> _INSTRUÇÕES DA TAREFA_
Liste todas as pessoas que o texto sobre o filme A Festa da Menina Morta cita como diretor, roteirista ou ator de um filme.

> _TEXTO FORNECIDO_
-=-=-=-=-
Há algum tempo já eu e a Diana vínhamos pensando em escrever juntos sobre esse filme tão singular, mas acabávamos adiando, até que essa semana esse texto a quatro mãos tomou vida. Bora lá então!O filme nasceu com uma expectativa enorme por o Matheus Nachtergaele ser o diretor, seu primeiro longa-metragem. Diferente do entediante Feliz Natal, estréia de Selton Melo como diretor, A Festa da Menina Morta empolga e faz-nos criar expectativas no que ainda estar por vir.
Com roteiro de Matheus e Hilton Lacerda, o filme retrata a vida de uma população ribeirinha do alto Amazonas, onde há vinte anos o menino Santinho (Daniel de Oliveira) recebeu em suas mãos, da boca de um cachorro, os trapos do vestido de uma menina desaparecida. Ela jamais foi encontrada. O vestido virou coisa sagrada. Desde então se celebra a tal a Festa da Menina Morta, quando, no ápice da festa cerimonial, a menina manifesta por meio de Santinho, as revelações para o ano que virá.
-=-=-=-=-
> _LINHAS ARMAZENADAS_
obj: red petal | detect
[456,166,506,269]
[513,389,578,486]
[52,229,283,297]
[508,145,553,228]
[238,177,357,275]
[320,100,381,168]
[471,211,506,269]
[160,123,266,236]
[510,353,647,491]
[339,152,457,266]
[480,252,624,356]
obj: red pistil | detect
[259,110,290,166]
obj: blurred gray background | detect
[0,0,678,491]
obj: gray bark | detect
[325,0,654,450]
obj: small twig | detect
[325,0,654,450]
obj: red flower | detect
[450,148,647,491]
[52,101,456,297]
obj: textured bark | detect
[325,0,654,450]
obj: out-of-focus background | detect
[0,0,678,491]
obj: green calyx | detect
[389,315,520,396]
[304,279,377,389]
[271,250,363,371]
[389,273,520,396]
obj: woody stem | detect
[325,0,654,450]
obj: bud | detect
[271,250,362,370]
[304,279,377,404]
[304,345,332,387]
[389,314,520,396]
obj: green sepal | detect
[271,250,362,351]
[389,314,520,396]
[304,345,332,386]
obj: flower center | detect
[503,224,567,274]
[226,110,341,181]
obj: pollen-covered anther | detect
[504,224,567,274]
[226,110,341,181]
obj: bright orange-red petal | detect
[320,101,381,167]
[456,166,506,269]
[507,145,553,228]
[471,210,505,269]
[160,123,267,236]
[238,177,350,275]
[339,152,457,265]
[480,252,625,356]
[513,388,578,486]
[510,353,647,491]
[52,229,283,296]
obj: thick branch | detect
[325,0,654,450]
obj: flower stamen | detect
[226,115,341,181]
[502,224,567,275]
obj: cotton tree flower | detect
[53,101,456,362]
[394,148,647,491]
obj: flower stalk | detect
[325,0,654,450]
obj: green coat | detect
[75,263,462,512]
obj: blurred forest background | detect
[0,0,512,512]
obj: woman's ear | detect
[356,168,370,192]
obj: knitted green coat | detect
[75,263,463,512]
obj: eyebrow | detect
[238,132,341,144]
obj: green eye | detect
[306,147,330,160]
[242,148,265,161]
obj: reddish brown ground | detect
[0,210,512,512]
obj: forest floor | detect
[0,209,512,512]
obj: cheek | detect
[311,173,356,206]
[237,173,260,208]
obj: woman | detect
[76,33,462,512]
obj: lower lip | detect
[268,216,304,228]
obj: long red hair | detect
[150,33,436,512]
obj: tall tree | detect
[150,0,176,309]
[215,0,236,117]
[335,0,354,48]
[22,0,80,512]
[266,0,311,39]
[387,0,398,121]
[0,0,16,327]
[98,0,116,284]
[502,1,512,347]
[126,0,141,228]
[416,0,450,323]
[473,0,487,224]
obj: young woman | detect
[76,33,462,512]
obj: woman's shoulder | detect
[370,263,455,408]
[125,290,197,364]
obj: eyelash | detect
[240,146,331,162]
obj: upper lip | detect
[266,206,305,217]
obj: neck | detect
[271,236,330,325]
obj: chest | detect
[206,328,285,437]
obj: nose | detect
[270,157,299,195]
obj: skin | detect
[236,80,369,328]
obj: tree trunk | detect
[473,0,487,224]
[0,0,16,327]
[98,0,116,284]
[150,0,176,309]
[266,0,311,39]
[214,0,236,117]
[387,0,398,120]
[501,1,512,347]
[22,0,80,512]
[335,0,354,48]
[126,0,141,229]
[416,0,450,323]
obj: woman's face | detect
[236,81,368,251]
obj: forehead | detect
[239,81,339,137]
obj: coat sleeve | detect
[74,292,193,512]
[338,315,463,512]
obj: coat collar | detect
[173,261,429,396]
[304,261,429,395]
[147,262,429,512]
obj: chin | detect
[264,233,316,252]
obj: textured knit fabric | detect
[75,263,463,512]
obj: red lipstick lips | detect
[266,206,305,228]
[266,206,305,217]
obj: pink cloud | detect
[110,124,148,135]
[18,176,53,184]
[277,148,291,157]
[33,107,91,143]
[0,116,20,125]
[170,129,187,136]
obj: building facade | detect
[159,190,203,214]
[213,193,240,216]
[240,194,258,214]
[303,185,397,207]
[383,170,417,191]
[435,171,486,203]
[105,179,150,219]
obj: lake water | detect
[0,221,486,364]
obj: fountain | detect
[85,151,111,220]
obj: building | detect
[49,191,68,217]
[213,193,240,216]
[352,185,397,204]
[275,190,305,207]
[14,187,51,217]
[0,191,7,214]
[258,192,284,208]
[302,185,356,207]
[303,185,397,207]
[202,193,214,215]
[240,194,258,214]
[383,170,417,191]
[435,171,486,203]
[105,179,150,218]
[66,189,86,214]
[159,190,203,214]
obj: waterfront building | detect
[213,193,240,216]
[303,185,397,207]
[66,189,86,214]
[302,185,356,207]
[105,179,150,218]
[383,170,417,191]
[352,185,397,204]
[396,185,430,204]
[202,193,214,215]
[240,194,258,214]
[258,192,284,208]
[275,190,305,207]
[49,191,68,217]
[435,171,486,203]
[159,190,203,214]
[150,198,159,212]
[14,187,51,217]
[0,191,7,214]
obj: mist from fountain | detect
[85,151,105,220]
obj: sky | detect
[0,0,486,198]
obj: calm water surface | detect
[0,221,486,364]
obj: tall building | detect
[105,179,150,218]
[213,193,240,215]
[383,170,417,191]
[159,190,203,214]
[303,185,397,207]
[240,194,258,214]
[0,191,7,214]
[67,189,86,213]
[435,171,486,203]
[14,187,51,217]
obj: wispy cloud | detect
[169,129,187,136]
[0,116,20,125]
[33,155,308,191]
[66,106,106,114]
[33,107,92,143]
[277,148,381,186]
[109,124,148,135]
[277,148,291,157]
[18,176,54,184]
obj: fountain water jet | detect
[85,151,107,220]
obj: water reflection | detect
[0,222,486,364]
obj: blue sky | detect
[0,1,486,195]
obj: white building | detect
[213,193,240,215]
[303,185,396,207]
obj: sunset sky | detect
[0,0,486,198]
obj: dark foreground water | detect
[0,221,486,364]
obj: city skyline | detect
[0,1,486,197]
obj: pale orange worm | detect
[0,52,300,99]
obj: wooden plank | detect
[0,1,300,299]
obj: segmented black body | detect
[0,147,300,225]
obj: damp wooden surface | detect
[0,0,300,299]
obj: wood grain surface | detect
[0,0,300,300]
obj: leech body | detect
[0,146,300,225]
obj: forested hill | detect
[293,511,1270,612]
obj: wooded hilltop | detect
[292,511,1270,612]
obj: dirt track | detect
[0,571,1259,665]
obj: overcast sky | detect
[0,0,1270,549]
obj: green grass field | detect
-=-=-=-=-
> _RESPOSTA_
- Matheus Nachtergaele: diretor e roteirista de A Festa da Menina Morta
- Selton Melo: diretor de Feliz Natal
- Hilton Lacerda: roteirista de A Festa da Menina Morta
- Daniel de Oliveira: ator que interpreta Santinho